_Exercise brief_: Copy out each line below that contains the string "provided".

_Records supplied_:
-- -- --

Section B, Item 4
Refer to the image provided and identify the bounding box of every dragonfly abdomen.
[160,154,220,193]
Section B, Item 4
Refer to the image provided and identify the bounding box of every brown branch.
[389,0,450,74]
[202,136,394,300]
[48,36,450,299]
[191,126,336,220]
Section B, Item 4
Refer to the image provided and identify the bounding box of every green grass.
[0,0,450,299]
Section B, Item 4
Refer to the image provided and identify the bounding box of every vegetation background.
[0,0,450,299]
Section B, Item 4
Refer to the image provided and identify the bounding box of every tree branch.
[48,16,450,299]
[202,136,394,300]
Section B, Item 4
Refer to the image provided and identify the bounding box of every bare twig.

-- -- --

_Finished exercise_:
Refer to the image provided and identify the bounding box of every dragonfly abdomen.
Refer to the image provided and identify the bounding box of every brown branch.
Refer to the image provided and identify the bounding box of every green grass.
Refer to the image provided and identify the bounding box of every vegetation background.
Refer to the image provided and identify the bounding box of every tree branch.
Refer to the image provided and identify the bounding box of every bare twig.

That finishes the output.